Page excerpt
* begin *

Monday, May 21, 2012

Pretty Sure This Isn't an Atheist

Checked out this entry on the Discovery Institute's site. It's by James Barham, a non-Christian "Darwin Doubter". He's a good writer, and most of what he says really seems to be more in line with Thomist style thought than Intelligent Design.

However, this stood out to me.

I'm ashamed to report that I remained a militant village-atheist for many years. It was only in my thirties that I began to read seriously in the philosophy of religion, and to understand the complexities of theological questions. Today, I have come to recognize the cogency of the inference from the contingency of the world to a necessary being. But in saying that, I am, at best, affirming "the God of the philosophers," as Pascal famously put it. I still cannot see my way to believing in "the God of Abraham, Isaac, and Jacob." Nevertheless, I find myself in greater personal sympathy with many religious believers than with most atheists.
While I can sympathize with him, I have to say... if he believes in the God of the philosophers, an atheist he is not. Maybe he's miscommunicating himself here - say, thinking that there is a necessary being, a non-material being, but nevertheless not God. But if he's affirming the God of the philosophers, no, he's not an atheist. He's just some strange manner of theist. (Strange meaning compared to most of the population.)

32 comments:

Syllabus said...

It seems to me that the word "atheist" has, as one of its many present-day meanings, the connotation of "non-religious". At least, in the sense of not subscribing to any revealed religion. While it's an awful mangling of language, it's the only word that some people can use.

* end *

The exercise
Return the stretch of the blog post from "Pretty Sure This" through "than Intelligent Design.", word for word.

Material supplied
* begin *

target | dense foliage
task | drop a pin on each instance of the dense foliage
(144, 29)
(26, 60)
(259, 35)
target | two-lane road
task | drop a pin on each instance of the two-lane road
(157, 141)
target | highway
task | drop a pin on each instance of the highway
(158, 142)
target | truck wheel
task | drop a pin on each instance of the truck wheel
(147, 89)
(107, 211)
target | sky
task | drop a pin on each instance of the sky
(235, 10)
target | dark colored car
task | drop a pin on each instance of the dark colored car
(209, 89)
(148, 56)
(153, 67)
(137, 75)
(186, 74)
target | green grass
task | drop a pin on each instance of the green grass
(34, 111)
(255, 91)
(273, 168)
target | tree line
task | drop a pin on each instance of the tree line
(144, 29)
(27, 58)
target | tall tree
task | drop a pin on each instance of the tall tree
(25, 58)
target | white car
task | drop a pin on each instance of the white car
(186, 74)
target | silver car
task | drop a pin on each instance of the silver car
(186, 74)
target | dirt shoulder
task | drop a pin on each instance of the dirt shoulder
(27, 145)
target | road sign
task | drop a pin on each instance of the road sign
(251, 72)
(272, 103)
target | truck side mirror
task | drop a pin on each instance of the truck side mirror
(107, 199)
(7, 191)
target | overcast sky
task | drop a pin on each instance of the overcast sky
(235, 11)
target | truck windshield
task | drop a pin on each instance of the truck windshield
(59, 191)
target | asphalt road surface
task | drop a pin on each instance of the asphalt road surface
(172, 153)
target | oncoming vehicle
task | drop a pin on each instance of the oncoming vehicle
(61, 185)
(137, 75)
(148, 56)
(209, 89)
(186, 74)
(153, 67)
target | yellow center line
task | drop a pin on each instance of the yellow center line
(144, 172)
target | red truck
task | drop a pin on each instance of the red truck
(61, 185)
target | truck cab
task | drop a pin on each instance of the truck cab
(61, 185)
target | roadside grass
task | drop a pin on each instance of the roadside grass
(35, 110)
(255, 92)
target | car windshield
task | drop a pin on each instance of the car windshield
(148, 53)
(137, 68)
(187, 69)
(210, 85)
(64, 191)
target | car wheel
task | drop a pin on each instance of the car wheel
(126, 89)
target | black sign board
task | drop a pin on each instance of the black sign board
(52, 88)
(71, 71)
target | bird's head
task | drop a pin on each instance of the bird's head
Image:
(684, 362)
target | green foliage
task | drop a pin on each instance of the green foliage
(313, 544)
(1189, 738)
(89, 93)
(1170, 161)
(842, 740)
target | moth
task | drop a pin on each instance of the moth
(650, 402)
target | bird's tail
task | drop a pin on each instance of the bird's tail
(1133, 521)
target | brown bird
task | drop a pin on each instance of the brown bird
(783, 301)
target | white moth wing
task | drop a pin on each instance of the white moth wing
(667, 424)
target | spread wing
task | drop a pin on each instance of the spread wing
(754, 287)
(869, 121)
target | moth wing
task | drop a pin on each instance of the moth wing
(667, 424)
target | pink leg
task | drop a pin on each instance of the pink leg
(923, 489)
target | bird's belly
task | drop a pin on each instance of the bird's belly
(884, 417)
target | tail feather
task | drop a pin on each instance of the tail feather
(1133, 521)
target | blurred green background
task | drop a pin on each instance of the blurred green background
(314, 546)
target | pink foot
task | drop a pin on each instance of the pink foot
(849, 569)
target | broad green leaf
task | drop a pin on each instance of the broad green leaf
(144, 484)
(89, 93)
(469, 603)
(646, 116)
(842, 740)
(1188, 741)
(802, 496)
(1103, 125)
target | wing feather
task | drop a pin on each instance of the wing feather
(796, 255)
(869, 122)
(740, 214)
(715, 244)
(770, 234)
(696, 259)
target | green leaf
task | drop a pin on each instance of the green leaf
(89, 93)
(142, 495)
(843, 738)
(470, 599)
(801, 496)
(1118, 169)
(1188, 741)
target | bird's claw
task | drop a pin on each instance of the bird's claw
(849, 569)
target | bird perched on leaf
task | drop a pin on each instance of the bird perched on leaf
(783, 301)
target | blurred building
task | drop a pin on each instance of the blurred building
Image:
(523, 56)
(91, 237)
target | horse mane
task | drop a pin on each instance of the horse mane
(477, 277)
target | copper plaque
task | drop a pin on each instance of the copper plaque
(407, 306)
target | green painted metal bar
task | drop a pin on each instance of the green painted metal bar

* end *

Task solution
Pretty Sure This Isn't an Atheist

Checked out this entry on the Discovery Institute's site. It's by James Barham, a non-Christian "Darwin Doubter". He's a good writer, and most of what he says really seems to be more in line with Thomist style thought than Intelligent Design.